TEXT SEGMENT ▸
▬▬▬

The working theory behind K-nearest neighbor40 revolves around the k parameter. This parameter is used to assign the number of nearest neighbors that are tested for similarity to the new input with the use of a distance function. For instance, for k = 2 the algorithm assigns to a new instance the label that minimizes its distance from two of its neighbors.

Adaptive Boosting41, or as it is commonly known, AdaBoost, is a classification ML algorithm designed by Yoav Freund and Robert Schapire in 1995. It is most often applied in cases of binary classification. AdaBoost uses a form of “adaptive learning” where the output of learning algorithms (“weak learners”) is combined into a weighted sum that represents the final output of the boosted classifier. Subsequent weak learners are tweaked in favor of those instances misclassified by previous classifiers. The most common use configuration of AdaBoost employs Decision Trees as weak learners. This algorithm is adaptive in the sense that subsequent weak learners are tweaked in favor of those instances misclassified by previous classifiers. In some problems, it can be less susceptible to the overfitting problem than other learning algorithms. Individual learners can be weak, but as long as the performance of each one is slightly better than random guessing, the final model can be proven to converge to a strong learner.

Random forest42 is another tree-based supervised ML algorithm. At its core, it consists of multiple decision trees, and it is used mainly for regression and classification problems. The individual decision trees function as a group, where each tree produces a label/class of prediction. The label chosen by the majority of trees is then selected as the model for prediction.

Results evaluation

The final step of the model in this work is to evaluate the best prediction models proposed by each of the ML classifiers and eventually choose the best one. To achieve this, we used 6 widely implemented metrics, accuracy, sensitivity, specificity, Jaccard score, F1-score and confusion matrix. All of the above metrics determine the performance of a model by using a combination of correlation between True Positive (TP), True Negative (TN), False Positive (FP) and False Negative (FN) instances.

Accuracy may be the most frequently employed parameter for evaluating the prediction performance of an ML model. It determines the percentage of correctly predicted instances over the total number of cases. It is expressed as follows:

$$Accuracy=\frac{TP+TN}{\mathrm{TP}+\mathrm{TN}+\mathrm{FP}+\mathrm{FN}}$$
(1)

▬▬▬

[Referring expression grounding data]
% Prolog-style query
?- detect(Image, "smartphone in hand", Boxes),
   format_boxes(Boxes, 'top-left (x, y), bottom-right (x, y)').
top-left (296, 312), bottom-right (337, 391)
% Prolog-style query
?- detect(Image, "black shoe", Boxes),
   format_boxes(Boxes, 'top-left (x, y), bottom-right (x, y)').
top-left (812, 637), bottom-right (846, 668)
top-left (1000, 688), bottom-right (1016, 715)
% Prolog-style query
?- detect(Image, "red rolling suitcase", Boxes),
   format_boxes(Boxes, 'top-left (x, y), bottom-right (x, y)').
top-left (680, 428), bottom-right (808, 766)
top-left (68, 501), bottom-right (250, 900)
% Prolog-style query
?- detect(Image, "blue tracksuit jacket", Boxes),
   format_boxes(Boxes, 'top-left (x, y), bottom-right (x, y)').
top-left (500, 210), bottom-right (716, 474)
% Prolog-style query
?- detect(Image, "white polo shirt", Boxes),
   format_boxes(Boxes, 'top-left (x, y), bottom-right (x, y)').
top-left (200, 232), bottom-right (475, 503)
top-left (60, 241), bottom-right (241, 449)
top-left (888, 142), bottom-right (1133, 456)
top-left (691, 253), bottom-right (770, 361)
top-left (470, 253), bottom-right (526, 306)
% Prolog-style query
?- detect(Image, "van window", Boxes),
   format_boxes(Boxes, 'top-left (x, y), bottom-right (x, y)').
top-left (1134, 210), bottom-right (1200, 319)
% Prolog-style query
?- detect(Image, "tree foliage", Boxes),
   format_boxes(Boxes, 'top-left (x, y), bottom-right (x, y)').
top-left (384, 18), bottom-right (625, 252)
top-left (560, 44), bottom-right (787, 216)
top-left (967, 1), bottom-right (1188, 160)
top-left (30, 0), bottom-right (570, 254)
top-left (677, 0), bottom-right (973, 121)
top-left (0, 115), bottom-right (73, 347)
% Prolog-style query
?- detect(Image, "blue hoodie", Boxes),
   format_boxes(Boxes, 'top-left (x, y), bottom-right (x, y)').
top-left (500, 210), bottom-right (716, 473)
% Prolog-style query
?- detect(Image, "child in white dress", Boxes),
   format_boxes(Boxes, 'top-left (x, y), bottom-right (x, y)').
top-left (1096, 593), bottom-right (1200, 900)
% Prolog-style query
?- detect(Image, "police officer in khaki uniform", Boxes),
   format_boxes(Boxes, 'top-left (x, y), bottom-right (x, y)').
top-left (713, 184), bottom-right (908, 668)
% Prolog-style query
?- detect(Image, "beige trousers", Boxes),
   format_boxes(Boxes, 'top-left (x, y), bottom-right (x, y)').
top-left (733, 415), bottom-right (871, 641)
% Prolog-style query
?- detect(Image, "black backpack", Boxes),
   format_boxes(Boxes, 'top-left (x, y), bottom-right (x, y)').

▬▬▬

WORK TO COMPLETE ▸
1. Transcribe the passage on machine learning algorithms word for word, starting at the words "The working theory" and stopping after "of its neighbors.".
2. According to the passage on machine learning algorithms, who designed AdaBoost, and in what year?

OUTPUTS FOR THE TASKS ▸
1.
The working theory behind K-nearest neighbor40 revolves around the k parameter. This parameter is used to assign the number of nearest neighbors that are tested for similarity to the new input with the use of a distance function. For instance, for k = 2 the algorithm assigns to a new instance the label that minimizes its distance from two of its neighbors.

2. Yoav Freund and Robert Schapire designed it in 1995.